## [Given task]
Starting with the first line of the material and going on through the line with "(1088, 847)", switch each "jacket" to "coat" and write out those lines again, leaving everything else unchanged.
━━━ Material shown
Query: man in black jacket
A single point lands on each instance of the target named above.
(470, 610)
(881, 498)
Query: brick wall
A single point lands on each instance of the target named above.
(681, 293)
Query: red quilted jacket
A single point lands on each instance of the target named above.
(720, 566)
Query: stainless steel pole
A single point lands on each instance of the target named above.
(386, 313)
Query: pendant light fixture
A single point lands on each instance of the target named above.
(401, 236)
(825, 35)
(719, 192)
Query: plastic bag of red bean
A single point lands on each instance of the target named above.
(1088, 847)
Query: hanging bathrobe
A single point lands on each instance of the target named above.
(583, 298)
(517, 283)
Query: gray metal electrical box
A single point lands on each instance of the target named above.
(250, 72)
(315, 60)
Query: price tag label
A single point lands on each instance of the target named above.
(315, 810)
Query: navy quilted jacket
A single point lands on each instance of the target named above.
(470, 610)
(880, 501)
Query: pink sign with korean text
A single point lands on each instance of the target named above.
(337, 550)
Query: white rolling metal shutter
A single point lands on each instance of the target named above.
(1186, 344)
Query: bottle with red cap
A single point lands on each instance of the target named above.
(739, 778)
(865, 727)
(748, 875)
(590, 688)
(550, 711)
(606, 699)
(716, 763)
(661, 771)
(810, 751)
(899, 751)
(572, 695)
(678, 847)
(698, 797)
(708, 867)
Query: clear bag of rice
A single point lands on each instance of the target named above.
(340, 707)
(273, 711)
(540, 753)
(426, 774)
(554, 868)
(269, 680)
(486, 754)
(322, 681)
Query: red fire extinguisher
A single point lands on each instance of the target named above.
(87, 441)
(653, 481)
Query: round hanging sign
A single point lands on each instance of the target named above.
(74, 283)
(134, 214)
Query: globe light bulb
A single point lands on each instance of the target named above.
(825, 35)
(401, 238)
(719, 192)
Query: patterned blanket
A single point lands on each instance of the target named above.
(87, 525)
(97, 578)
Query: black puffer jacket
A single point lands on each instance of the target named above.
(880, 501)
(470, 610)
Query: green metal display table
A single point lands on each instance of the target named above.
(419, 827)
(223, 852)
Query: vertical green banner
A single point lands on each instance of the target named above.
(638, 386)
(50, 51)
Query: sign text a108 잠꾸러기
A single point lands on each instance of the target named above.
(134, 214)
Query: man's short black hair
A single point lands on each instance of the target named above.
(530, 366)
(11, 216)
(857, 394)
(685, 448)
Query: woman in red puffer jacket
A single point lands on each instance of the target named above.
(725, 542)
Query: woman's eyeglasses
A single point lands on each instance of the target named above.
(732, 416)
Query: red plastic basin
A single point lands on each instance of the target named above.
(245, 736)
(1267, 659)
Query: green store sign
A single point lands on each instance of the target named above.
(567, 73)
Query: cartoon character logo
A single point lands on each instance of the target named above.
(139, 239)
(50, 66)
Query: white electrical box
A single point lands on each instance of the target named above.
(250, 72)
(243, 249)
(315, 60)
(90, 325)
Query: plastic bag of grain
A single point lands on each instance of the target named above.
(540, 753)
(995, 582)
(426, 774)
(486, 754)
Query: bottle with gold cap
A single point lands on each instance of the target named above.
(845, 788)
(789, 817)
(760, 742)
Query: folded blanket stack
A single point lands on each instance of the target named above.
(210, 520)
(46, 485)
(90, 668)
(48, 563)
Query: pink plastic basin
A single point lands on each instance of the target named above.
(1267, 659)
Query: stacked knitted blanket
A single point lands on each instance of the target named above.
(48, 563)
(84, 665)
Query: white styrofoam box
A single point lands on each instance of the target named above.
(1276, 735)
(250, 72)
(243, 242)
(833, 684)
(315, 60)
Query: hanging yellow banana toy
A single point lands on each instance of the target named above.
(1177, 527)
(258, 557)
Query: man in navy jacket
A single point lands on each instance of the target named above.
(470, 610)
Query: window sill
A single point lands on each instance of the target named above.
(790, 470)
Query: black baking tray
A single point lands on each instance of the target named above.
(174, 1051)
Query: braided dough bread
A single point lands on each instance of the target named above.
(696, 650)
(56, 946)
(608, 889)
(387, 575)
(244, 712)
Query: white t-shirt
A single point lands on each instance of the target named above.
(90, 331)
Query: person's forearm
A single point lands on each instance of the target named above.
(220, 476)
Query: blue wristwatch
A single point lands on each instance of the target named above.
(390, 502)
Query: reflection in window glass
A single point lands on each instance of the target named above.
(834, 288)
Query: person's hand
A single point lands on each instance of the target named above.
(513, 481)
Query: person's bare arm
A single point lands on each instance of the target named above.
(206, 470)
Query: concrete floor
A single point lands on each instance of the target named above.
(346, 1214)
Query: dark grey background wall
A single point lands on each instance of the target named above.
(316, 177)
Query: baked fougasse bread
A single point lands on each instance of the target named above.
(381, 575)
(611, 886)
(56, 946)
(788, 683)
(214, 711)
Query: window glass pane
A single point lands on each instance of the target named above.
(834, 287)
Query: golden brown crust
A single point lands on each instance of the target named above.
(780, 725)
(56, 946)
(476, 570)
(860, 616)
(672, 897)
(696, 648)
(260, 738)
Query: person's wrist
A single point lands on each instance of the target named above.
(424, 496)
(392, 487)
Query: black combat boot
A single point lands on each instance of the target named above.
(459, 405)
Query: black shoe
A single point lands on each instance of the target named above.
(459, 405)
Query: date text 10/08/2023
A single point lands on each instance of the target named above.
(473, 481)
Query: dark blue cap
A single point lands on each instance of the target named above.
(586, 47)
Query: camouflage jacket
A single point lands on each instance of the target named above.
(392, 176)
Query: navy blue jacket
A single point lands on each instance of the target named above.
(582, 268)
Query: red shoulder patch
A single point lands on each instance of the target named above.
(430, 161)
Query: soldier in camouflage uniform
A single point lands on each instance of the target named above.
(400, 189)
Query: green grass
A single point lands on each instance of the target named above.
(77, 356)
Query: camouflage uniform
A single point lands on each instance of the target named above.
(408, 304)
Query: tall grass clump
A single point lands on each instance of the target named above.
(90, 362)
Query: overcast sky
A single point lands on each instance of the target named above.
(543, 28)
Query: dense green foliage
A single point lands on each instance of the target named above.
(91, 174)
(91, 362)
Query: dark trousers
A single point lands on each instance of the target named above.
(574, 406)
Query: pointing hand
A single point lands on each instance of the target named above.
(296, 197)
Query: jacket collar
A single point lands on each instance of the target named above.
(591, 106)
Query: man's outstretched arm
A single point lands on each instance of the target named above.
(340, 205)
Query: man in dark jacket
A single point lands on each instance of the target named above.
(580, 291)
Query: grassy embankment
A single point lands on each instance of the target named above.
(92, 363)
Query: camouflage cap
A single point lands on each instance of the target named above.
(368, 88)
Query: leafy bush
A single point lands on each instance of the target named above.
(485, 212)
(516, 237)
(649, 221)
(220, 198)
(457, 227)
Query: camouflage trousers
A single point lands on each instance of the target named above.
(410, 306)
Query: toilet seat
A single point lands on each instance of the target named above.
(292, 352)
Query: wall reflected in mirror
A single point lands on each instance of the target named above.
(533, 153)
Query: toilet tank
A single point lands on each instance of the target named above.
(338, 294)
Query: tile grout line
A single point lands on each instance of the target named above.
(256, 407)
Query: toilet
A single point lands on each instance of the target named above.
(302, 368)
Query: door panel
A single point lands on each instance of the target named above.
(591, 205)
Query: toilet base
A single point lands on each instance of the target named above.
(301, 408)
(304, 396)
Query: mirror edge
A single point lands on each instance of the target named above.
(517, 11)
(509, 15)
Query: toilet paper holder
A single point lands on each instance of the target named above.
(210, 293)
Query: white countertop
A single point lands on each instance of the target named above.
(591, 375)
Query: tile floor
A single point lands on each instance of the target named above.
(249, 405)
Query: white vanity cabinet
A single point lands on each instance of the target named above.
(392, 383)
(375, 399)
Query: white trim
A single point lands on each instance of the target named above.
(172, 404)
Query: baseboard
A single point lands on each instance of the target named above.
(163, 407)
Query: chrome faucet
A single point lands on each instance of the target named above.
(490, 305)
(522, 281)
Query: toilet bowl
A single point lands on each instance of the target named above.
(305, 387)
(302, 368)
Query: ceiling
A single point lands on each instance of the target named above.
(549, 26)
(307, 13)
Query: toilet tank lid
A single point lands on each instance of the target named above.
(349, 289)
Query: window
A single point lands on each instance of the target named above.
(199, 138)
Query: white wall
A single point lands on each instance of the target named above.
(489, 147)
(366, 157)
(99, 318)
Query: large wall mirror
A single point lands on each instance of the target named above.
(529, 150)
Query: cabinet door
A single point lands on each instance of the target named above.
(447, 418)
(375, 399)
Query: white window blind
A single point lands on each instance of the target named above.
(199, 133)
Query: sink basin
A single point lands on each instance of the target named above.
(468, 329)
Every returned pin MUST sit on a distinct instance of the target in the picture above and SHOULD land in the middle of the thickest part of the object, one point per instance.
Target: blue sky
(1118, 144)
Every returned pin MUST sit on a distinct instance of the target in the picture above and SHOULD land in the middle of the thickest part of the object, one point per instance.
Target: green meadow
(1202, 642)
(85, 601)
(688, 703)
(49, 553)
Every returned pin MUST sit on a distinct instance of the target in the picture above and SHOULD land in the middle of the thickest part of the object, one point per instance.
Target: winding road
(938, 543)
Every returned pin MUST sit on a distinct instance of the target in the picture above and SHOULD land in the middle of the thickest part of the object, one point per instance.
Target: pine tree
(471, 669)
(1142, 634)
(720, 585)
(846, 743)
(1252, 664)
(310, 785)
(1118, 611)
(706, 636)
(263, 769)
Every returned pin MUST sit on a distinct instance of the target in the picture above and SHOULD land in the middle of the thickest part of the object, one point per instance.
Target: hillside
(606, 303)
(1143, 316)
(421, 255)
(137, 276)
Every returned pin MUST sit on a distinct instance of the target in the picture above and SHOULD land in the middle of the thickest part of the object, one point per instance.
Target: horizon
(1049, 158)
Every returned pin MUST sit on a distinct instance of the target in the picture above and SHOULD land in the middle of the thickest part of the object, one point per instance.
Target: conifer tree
━━━━━━
## [Exercise answer]
Query: man in black coat
A single point lands on each instance of the target named above.
(470, 610)
(881, 498)
Query: brick wall
A single point lands on each instance of the target named above.
(681, 293)
Query: red quilted coat
A single point lands on each instance of the target named above.
(720, 566)
Query: stainless steel pole
A single point lands on each instance of the target named above.
(386, 313)
Query: pendant light fixture
A single point lands on each instance of the target named above.
(401, 236)
(825, 35)
(719, 192)
Query: plastic bag of red bean
A single point lands on each instance of the target named above.
(1088, 847)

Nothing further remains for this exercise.